Compito A:
Rispondi alle seguenti domande basandoti sull'estratto riportato più avanti.
(i) Chi ha rivolto la richiesta a cui l'autore dichiara di aderire?
(ii) Di che cosa si ha un desiderio acuto nella frase tradotta?
(iii) In quale dialetto viene tradotta la frase in miciese?

Lu spilu e la sciàna

di Armando Polito

* Accidenti, neppure qui sto trovando qualcosa che mi consenta di capire da dove deriva spilu!

* Traduzione dal miciese nel dialetto neretino: Tegnu nnu spilu ti scatuletta ti tonnu, ma tocca mmi rassegnu piccé Armandu pi llu spilu sua osce no stae ti sciàna; traduzione dal dialetto neretino in italiano: Ho un desiderio acuto di una scatoletta di tonno, ma mi debbo rassegnare perché Armando a causa del suo desiderio acuto non sta di buon umore.

Aderendo volentieri ad una gentile recente richiesta dell’amico Marcello (si accettano, comunque, le “ordinazioni” di altri amici…), esaminerò oggi i due sostantivi del titolo, il primo dei quali ho più volte “aggredito” senza risultati apprezzabili (meno male che gli articoli e la congiunzione restanti non pongono problemi!), i quali, lo anticipo, neppure questa volta son venuti fuori.

Compito B:
Mostra ogni riga dell'elenco riportato qui sotto che contiene la parola "jeans".

Record contenuti in un dataset:

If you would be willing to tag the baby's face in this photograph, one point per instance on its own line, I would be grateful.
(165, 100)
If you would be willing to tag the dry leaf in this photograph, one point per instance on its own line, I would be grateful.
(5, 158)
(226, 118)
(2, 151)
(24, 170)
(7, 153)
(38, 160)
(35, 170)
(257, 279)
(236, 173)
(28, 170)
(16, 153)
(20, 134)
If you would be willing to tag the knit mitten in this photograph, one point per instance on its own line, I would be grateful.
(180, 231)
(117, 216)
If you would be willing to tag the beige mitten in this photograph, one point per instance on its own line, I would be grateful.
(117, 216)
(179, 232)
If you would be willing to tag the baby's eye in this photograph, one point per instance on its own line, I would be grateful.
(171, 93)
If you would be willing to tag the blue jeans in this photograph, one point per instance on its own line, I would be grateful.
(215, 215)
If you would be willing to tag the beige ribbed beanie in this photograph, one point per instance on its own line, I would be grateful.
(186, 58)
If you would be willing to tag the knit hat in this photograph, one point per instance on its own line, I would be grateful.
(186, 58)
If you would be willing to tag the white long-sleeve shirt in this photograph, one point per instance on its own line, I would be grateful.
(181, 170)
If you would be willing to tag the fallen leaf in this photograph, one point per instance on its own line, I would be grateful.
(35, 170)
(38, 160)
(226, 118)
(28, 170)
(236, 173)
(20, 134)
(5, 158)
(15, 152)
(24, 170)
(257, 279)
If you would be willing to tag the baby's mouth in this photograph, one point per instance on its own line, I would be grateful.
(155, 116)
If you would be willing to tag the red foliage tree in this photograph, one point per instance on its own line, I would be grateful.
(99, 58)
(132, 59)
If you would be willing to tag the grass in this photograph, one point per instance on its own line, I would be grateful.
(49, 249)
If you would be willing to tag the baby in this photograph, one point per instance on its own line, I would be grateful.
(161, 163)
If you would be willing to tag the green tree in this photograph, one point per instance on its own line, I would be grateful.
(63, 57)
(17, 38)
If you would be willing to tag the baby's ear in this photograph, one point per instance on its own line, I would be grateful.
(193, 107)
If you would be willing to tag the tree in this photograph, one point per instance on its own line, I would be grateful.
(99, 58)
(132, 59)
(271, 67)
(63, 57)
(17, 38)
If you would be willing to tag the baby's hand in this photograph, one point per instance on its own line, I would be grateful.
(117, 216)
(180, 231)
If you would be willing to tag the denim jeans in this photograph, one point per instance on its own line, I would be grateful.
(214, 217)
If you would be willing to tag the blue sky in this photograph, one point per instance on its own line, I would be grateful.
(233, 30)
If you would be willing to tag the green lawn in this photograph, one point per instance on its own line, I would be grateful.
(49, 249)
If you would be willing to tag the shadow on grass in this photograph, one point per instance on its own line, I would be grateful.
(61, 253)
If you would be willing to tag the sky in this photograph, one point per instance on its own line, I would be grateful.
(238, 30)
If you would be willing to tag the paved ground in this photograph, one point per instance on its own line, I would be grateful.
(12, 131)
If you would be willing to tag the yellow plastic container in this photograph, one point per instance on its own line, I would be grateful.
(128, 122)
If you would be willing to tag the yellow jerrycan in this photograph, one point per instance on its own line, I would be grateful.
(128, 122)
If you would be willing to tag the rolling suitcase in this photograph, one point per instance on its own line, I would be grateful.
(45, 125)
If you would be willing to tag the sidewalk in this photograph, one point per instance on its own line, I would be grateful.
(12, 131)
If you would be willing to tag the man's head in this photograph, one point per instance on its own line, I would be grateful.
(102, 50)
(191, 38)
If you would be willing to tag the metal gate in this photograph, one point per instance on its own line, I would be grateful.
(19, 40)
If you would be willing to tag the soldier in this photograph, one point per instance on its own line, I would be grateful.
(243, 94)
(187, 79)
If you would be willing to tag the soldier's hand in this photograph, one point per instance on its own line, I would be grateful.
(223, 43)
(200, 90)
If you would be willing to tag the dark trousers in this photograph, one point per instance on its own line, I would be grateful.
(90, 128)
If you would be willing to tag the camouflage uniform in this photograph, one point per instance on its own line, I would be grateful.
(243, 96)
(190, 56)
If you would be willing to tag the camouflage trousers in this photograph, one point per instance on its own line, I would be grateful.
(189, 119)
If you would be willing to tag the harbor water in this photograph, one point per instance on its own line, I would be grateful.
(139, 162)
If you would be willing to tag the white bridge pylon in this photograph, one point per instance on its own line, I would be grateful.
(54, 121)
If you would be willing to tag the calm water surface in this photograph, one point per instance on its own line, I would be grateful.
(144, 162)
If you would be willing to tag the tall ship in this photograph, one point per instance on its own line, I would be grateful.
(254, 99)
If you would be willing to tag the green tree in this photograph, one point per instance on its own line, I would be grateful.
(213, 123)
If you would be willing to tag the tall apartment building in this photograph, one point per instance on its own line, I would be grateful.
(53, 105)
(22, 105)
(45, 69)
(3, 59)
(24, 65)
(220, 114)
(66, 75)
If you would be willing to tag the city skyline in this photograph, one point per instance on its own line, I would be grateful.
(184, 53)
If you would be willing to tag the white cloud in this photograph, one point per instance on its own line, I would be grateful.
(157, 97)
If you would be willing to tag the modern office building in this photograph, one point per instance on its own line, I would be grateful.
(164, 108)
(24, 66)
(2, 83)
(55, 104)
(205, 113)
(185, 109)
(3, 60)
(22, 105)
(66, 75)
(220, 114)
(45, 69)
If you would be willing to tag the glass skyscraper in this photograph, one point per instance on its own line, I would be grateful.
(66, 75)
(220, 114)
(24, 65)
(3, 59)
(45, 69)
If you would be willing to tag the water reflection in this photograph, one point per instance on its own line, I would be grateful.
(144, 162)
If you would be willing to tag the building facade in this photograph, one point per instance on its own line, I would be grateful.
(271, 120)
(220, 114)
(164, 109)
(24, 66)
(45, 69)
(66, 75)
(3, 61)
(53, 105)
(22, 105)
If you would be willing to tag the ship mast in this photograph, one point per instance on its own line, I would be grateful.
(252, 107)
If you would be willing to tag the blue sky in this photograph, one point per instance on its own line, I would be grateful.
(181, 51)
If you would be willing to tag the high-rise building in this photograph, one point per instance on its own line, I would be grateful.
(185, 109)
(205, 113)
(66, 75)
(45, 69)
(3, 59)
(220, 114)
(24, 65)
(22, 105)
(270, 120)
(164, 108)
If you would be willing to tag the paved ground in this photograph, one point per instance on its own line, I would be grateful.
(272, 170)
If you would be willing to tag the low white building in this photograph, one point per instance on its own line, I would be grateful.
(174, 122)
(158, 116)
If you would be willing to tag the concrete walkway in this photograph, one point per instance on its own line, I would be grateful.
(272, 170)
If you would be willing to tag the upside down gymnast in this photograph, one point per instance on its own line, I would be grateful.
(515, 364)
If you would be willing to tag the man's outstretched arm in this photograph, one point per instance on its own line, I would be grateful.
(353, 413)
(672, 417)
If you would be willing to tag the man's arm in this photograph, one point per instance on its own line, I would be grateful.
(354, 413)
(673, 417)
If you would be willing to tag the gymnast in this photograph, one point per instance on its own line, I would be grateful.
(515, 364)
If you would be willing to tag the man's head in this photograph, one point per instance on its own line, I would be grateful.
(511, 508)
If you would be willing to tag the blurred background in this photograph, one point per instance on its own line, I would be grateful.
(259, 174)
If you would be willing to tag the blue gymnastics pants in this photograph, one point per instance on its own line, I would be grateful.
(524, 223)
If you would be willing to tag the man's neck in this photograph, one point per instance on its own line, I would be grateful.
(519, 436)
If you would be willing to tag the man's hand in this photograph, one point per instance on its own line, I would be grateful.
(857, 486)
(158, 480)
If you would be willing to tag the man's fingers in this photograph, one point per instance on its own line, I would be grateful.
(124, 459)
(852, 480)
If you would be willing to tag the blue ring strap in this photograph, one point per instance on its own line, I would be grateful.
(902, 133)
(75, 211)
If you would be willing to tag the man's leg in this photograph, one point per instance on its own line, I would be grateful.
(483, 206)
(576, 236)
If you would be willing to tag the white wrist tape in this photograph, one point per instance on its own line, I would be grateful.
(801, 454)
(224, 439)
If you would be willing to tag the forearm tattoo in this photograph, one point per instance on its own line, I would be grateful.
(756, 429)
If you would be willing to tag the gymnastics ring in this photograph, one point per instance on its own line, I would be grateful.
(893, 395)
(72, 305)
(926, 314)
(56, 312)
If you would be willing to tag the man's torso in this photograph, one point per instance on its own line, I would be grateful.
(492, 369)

Risultato A:
(i) L'amico Marcello.
(ii) Di una scatoletta di tonno.
(iii) Nel dialetto neretino.

Risultato B:
If you would be willing to tag the blue jeans in this photograph, one point per instance on its own line, I would be grateful.
If you would be willing to tag the denim jeans in this photograph, one point per instance on its own line, I would be grateful.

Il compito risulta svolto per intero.